Material provided =>
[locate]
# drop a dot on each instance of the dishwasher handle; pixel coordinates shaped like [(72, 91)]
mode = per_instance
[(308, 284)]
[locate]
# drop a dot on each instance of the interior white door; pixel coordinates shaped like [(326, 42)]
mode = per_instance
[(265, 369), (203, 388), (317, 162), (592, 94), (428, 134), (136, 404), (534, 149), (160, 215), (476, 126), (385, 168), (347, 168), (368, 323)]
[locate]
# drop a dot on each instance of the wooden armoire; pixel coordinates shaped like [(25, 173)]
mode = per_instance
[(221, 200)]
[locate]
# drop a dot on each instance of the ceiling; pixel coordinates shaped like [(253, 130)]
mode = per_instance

Exercise requirements => Every entry must be set down again exactly as it reads.

Solution to the problem =>
[locate]
# drop a dot on each instance of the dishwasher handle; pixel coordinates shaped like [(72, 91)]
mode = per_instance
[(308, 284)]
[locate]
# drop a dot on each instance of the interior white door; pixel coordinates shaped like [(326, 42)]
mode = per_instance
[(265, 369), (203, 388), (317, 162), (592, 94), (428, 134), (136, 404), (534, 149), (160, 215), (476, 126), (385, 168), (347, 168), (368, 323)]
[locate]
# drop a dot on each instance of the wooden armoire; pixel coordinates shaped like [(25, 173)]
mode = per_instance
[(221, 200)]
[locate]
# drop a dot on each instance of the ceiling; pixel coordinates shaped like [(253, 130)]
mode = per_instance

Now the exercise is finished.